THE PROBLEM.
Rewrite every item below, replacing "integer pixel coordinates" with "whole-number pixel coordinates" and leaving everything else unchanged.

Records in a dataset
★ ★ ★ ★ ★ ★ ★
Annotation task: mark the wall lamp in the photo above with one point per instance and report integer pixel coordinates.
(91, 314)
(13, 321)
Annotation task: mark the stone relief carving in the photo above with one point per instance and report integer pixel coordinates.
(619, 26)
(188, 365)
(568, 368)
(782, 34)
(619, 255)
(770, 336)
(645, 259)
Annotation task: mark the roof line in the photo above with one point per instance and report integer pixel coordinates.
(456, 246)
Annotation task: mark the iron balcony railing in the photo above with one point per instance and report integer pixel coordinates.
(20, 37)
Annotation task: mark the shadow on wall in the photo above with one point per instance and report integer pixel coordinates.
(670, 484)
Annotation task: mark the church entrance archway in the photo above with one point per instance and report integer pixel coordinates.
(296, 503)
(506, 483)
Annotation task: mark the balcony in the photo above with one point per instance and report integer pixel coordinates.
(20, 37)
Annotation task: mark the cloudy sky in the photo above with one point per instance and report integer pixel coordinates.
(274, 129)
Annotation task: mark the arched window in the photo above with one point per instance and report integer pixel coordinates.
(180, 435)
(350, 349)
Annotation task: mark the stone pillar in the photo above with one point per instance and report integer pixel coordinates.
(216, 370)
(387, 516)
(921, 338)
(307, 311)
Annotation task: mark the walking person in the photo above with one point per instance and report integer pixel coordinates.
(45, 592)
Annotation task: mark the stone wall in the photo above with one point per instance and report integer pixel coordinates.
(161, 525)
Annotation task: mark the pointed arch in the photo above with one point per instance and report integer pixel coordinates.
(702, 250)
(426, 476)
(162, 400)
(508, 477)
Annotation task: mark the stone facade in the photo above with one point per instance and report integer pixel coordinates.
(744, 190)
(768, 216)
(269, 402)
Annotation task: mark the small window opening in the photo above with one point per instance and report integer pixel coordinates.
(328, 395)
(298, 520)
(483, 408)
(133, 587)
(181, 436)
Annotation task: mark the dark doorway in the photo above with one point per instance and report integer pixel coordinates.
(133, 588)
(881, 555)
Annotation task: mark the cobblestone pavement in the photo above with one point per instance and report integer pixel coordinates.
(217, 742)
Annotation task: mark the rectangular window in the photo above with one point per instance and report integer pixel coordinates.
★ ★ ★ ★ ★ ★ ★
WORKED ANSWER.
Annotation task: mark the wall lamp in the photo above with one point per instance and report whole-number pixel coordinates.
(91, 314)
(13, 321)
Annotation task: mark the stone relief carving in the photo above with one point per instance and report whole-number pixel coordinates.
(619, 26)
(188, 365)
(568, 368)
(782, 34)
(619, 255)
(770, 336)
(645, 259)
Annotation task: mark the roof line in the photo above with one point per instance and report whole-number pixel coordinates.
(456, 246)
Annotation task: mark the iron balcony railing in the photo above with one point per instance and report whole-number pixel coordinates.
(20, 37)
Annotation task: mark the shadow on wall in the photo above with one point per instance and report whole-number pixel coordinates.
(670, 484)
Annotation task: mark the church entrance archway in the photo above with one point per instance and report whole-number pixel coordinates.
(296, 503)
(506, 483)
Annotation task: mark the balcony in the photo above with one point per instance and report whole-number pixel coordinates.
(20, 37)
Annotation task: mark the cloudy sky in the photo above with one point per instance and report whole-number pixel coordinates.
(274, 129)
Annotation task: mark the arched window in the photo above with one point per instance and report whole-number pixel coordinates.
(180, 435)
(350, 349)
Annotation task: mark the stone pillar in the photo above with one point per instance and report whole-number pixel coordinates.
(216, 370)
(387, 516)
(921, 338)
(307, 311)
Annotation task: mark the walking person in the photo above with one point per instance and report whole-number pixel coordinates.
(45, 592)
Annotation task: mark the stone wall in the photo above with one point per instance and report whole-number pixel coordinates.
(161, 525)
Annotation task: mark the pointed arch in the photo above with one point per instance and report whole-number pixel coordinates.
(702, 250)
(426, 476)
(162, 400)
(508, 477)
Annotation task: mark the stone facade in the photo above with one point per instance and report whole-number pixel coordinates.
(744, 190)
(768, 216)
(269, 402)
Annotation task: mark the small window opening in the photo above with one point per instance and report whole-number pixel coordinates.
(328, 395)
(298, 520)
(483, 408)
(133, 587)
(181, 436)
Annotation task: mark the dark doorway in the photo above with one point per instance and report whole-number pixel coordinates.
(133, 588)
(881, 555)
Annotation task: mark the cobblestone pavement in the photo above with one point per instance and report whole-number pixel coordinates.
(217, 742)
Annotation task: mark the rectangular window in the photo above with one point per instance and report whole-number pixel coordinates.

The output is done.